WORK TO BE COMPLETED »
Beginning at the line containing "Please indicate the gray", output every line to the end of the data below exactly as it appears.

DATA SUPPLIED »
-----

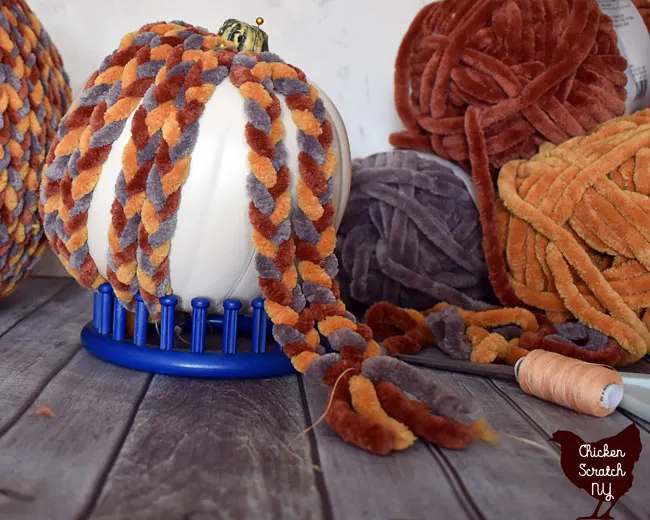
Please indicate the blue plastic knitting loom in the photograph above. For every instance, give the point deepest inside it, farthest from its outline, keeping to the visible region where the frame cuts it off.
(105, 337)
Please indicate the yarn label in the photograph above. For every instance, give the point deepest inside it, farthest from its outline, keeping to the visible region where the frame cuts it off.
(634, 44)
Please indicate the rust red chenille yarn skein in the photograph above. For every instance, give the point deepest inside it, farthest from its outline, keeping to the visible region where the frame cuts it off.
(485, 83)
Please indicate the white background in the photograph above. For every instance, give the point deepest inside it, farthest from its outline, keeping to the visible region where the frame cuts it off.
(346, 47)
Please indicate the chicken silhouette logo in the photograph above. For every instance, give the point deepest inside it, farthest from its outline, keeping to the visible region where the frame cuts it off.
(604, 468)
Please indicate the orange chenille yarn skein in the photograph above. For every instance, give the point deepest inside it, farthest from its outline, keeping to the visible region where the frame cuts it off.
(34, 94)
(574, 230)
(484, 83)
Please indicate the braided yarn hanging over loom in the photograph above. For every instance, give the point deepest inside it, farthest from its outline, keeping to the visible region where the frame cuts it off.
(410, 236)
(163, 75)
(486, 83)
(34, 94)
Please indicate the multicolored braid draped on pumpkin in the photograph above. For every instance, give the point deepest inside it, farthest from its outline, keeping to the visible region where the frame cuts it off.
(34, 94)
(166, 72)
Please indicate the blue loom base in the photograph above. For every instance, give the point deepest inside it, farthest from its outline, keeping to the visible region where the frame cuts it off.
(181, 363)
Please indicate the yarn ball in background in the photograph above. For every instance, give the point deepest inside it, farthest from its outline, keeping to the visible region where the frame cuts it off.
(410, 236)
(34, 93)
(484, 83)
(582, 209)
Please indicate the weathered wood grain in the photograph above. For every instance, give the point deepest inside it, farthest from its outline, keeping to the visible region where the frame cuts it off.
(36, 348)
(202, 449)
(550, 417)
(512, 477)
(52, 466)
(29, 296)
(413, 484)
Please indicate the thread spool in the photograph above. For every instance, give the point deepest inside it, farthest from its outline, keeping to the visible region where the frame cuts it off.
(584, 387)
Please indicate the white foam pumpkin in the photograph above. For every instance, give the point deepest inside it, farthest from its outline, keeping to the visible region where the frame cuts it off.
(212, 254)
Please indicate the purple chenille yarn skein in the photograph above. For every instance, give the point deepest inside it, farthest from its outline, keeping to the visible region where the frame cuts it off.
(410, 236)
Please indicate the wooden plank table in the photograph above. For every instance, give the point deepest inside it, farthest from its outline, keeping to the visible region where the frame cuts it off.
(130, 445)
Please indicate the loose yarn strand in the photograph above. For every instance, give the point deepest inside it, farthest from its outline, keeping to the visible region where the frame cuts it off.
(163, 75)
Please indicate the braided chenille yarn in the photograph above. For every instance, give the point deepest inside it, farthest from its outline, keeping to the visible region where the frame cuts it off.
(34, 94)
(410, 236)
(163, 75)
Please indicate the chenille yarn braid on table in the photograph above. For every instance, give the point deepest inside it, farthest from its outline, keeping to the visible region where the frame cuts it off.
(486, 83)
(34, 94)
(173, 69)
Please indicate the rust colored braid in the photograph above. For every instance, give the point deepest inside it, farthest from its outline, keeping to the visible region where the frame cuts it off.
(176, 70)
(356, 413)
(34, 94)
(75, 159)
(167, 123)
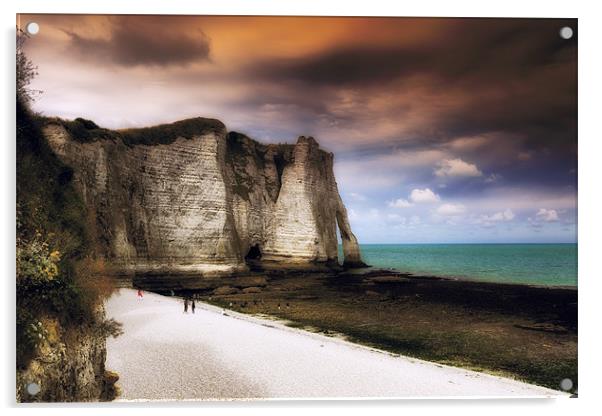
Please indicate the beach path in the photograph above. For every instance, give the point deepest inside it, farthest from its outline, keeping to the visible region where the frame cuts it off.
(165, 354)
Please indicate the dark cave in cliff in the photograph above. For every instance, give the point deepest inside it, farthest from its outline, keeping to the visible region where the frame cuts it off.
(254, 253)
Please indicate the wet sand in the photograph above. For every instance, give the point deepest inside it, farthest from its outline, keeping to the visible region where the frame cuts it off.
(165, 354)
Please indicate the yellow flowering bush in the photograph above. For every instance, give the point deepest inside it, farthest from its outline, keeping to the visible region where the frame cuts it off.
(35, 261)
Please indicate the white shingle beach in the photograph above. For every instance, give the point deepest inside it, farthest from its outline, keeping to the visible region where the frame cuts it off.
(165, 354)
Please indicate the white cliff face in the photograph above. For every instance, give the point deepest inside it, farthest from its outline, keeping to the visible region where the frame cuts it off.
(199, 204)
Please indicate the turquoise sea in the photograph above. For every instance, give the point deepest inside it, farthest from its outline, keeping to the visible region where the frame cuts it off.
(539, 264)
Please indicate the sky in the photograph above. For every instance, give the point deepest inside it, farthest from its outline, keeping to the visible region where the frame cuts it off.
(443, 130)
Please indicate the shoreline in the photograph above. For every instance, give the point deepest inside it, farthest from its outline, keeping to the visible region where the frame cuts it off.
(427, 276)
(288, 363)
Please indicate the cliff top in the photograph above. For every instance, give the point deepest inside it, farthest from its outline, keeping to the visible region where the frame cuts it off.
(84, 131)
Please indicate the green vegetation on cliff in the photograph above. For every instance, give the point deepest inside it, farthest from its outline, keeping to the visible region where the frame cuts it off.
(60, 286)
(84, 131)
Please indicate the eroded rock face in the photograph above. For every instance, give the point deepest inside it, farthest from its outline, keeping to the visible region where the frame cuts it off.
(203, 203)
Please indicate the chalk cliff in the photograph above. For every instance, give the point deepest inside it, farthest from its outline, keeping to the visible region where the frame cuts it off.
(189, 197)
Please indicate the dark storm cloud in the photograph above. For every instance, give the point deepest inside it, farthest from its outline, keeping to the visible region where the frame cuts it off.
(143, 40)
(514, 76)
(484, 49)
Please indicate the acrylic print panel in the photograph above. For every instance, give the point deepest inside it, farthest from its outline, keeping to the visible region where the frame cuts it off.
(226, 207)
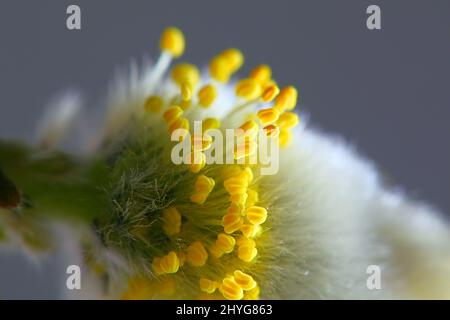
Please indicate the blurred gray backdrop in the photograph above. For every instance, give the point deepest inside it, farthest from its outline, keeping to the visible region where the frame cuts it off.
(386, 91)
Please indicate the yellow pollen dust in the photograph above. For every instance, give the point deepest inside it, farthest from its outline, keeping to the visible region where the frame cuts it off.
(230, 289)
(269, 115)
(172, 41)
(167, 264)
(196, 254)
(208, 286)
(256, 215)
(248, 89)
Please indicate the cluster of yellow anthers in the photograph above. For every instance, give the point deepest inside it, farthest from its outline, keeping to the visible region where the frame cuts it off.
(243, 220)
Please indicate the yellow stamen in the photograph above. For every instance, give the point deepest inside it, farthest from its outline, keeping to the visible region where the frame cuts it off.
(288, 120)
(249, 128)
(153, 104)
(248, 88)
(234, 58)
(210, 123)
(230, 289)
(272, 130)
(262, 74)
(236, 185)
(256, 215)
(208, 286)
(172, 41)
(270, 92)
(207, 95)
(247, 249)
(253, 197)
(196, 254)
(170, 263)
(239, 198)
(269, 115)
(172, 221)
(231, 223)
(250, 230)
(185, 73)
(287, 99)
(199, 198)
(252, 294)
(225, 243)
(244, 280)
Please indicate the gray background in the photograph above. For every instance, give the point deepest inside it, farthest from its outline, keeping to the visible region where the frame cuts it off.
(386, 91)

-----

THE OUTPUT »
Please indicate the gray background in the photograph above. For every instance, give the point deepest inside it, farthest from its outline, keeping to the visible region where the frame cuts it off.
(386, 91)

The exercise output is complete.